What causes ear symptoms?

In children, ear symptoms are most frequently due to ear infections, but they can also be caused by irritating substances in the ear and other conditions. In adults, ear symptoms are often due to disorders and conditions originating in the ear, but can also be due to conditions in areas outside the ear. This is due to the variety of nerves and connective tissues that are shared by other head and neck structures. For example, ear pain when swallowing can be caused by a blocked eustachian tube, sore throat, or sinusitis. In some cases, ear symptoms can be indicative of a serious infection or other condition that should be evaluated as soon as possible or in an emergency setting.

Ear infections that cause ear symptoms

Ear symptoms are caused by different types of infections that originate in the ear including:

  • Blocked eustachian tube, which is itself often caused by a cold

  • Ear cellulitis (skin infection)

**Source information:**
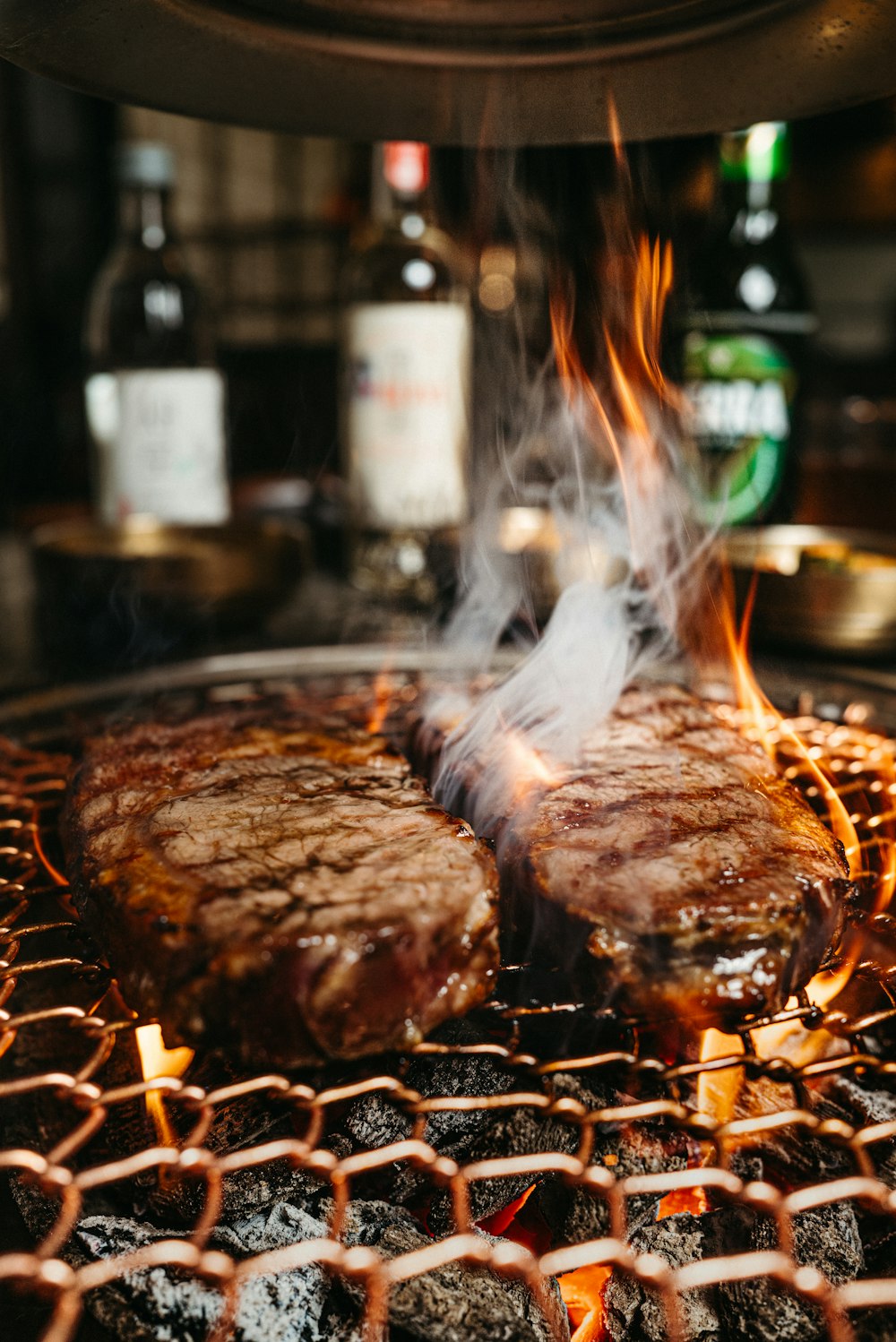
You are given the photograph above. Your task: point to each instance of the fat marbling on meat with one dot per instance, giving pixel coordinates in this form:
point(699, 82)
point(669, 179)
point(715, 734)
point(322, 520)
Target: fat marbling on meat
point(280, 887)
point(675, 871)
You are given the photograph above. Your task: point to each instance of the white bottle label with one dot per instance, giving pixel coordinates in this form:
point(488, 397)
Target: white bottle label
point(159, 444)
point(408, 368)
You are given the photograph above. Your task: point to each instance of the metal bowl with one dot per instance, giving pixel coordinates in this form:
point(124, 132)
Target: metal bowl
point(116, 598)
point(818, 588)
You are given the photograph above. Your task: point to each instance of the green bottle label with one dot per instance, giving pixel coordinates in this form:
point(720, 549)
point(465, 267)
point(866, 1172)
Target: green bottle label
point(741, 392)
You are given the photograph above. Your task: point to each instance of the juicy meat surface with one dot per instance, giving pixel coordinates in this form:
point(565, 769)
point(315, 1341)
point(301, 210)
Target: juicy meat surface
point(676, 868)
point(278, 887)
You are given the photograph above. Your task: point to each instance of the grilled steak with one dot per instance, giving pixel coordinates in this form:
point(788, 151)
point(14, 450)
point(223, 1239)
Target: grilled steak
point(290, 891)
point(676, 870)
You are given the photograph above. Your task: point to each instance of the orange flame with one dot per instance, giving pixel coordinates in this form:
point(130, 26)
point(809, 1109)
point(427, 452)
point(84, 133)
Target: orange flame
point(633, 366)
point(765, 717)
point(528, 770)
point(383, 695)
point(582, 1294)
point(157, 1061)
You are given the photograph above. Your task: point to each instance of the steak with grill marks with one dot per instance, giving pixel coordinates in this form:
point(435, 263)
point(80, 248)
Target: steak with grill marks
point(675, 870)
point(283, 889)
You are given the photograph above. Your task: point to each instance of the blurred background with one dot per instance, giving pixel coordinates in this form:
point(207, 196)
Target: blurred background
point(266, 223)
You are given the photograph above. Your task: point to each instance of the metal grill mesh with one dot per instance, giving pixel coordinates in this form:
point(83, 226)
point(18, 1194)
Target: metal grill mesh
point(66, 1002)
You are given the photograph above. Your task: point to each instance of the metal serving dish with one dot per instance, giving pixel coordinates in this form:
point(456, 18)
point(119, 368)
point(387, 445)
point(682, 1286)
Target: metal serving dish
point(116, 598)
point(828, 589)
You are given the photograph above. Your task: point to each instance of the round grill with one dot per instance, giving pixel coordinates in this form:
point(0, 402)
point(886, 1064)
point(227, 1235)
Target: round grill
point(719, 1212)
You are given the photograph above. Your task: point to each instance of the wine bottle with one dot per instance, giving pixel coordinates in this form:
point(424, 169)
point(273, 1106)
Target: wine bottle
point(747, 331)
point(154, 398)
point(405, 369)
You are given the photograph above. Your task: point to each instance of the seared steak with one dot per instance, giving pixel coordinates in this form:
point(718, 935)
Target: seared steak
point(676, 870)
point(286, 890)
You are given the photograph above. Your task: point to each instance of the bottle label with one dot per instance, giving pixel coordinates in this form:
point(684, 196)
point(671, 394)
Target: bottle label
point(159, 444)
point(407, 414)
point(739, 391)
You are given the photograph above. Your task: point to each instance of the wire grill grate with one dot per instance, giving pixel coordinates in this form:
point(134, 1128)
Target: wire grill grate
point(67, 1056)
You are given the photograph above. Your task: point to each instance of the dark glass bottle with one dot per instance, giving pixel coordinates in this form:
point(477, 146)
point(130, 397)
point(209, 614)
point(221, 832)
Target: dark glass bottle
point(405, 368)
point(154, 398)
point(747, 328)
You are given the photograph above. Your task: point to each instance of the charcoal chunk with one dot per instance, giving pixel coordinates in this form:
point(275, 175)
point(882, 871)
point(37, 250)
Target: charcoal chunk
point(159, 1304)
point(634, 1314)
point(757, 1310)
point(455, 1303)
point(762, 1310)
point(574, 1215)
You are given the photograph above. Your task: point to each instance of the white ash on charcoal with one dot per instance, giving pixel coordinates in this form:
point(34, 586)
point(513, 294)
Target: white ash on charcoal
point(159, 1303)
point(469, 1136)
point(235, 1126)
point(761, 1310)
point(757, 1310)
point(788, 1157)
point(861, 1102)
point(574, 1215)
point(453, 1303)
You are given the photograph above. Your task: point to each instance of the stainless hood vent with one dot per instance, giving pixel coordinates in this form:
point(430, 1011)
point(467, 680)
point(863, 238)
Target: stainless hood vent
point(466, 72)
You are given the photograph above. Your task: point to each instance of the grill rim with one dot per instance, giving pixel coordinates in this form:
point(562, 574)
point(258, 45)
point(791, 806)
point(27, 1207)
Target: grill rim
point(232, 671)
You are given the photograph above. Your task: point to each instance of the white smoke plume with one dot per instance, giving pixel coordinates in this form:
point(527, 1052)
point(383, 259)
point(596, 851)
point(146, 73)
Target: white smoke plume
point(599, 452)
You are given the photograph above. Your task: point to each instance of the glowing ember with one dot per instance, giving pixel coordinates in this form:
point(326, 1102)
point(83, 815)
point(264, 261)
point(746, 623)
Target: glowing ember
point(769, 727)
point(582, 1294)
point(157, 1061)
point(383, 692)
point(526, 767)
point(718, 1088)
point(693, 1200)
point(499, 1221)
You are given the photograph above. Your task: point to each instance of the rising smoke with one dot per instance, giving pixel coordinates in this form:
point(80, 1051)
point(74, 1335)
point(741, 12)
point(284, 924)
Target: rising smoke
point(594, 442)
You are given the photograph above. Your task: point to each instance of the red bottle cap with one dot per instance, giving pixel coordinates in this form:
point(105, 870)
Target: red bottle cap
point(405, 166)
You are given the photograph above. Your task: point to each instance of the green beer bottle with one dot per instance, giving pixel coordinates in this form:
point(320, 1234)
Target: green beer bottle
point(747, 329)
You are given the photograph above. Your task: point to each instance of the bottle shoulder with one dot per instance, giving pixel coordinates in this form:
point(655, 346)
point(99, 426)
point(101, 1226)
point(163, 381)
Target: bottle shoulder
point(146, 310)
point(388, 264)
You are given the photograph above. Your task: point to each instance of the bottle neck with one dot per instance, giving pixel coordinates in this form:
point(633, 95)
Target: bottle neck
point(401, 186)
point(143, 216)
point(752, 210)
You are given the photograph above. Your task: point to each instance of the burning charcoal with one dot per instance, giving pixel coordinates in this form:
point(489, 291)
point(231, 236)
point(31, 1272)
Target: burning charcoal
point(159, 1303)
point(455, 1303)
point(509, 1131)
point(634, 1314)
point(574, 1215)
point(237, 1125)
point(788, 1157)
point(461, 1134)
point(762, 1310)
point(757, 1310)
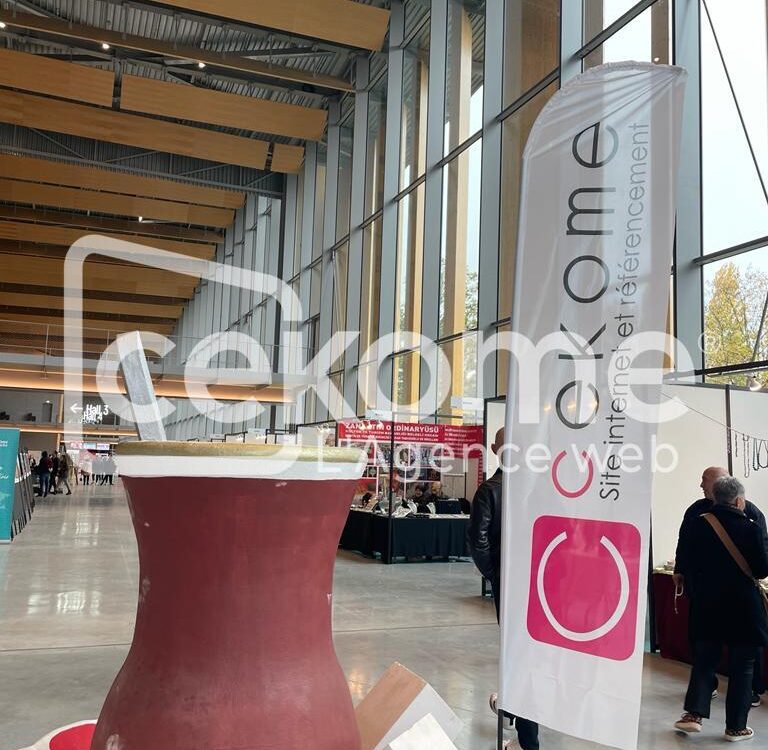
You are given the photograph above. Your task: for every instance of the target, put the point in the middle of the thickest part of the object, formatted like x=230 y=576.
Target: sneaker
x=739 y=735
x=689 y=723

**Problem set:**
A) In the passage on ear symptoms, what are ear symptoms in children most frequently due to?
B) Continue the passage on what causes ear symptoms, starting after its final line.

**Answers to this exercise:**
A) Ear infections.

B)
  • Eardrum infection (myringitis)

  • External (outer) ear and ear canal infection (otitis externa, often called swimmer’s ear)

  • Mastoiditis (infection of the bone behind the ear that is often caused by spread of a middle ear infection)

  • Middle ear infection (otitis media)

Infections not specific to the ear that can cause ear symptoms

Ear symptoms can also be caused by infections that originate in parts of the body outside the ear including:

  • Chickenpox, measles and mumps

  • Encephalitis and meningitis

  • Influenza (flu)

  • Intrauterine infections including cytomegalovirus, German measles (rubella) and herpes (causing hearing loss in the fetus)

  • Laryngitis (infection or inflammation of the voice box)

  • Ramsay Hunt’s syndrome (varicella-zoster virus infection of the facial nerve, also called shingles and herpes zoster oticus)

  • Sinusitis (from infection or inflammation)

  • Tonsillitis or peritonsillar abscess

  • Tooth infection or abscess

Noninfectious diseases and conditions originating outside of the ear

Ear symptoms can be caused by noninfectious disorders, diseases and conditions including:

  • Enlarged lymph node

  • Infant teething

  • Recent tonsillectomy (removal of tonsils)

  • Sore throat

  • Teeth clenching or grinding (bruxism)

  • Temporomandibular joint disorder (also called TMJ)

  • Trigeminal neuralgia (chronic pain from malfunction of the nerve responsible for facial sensation)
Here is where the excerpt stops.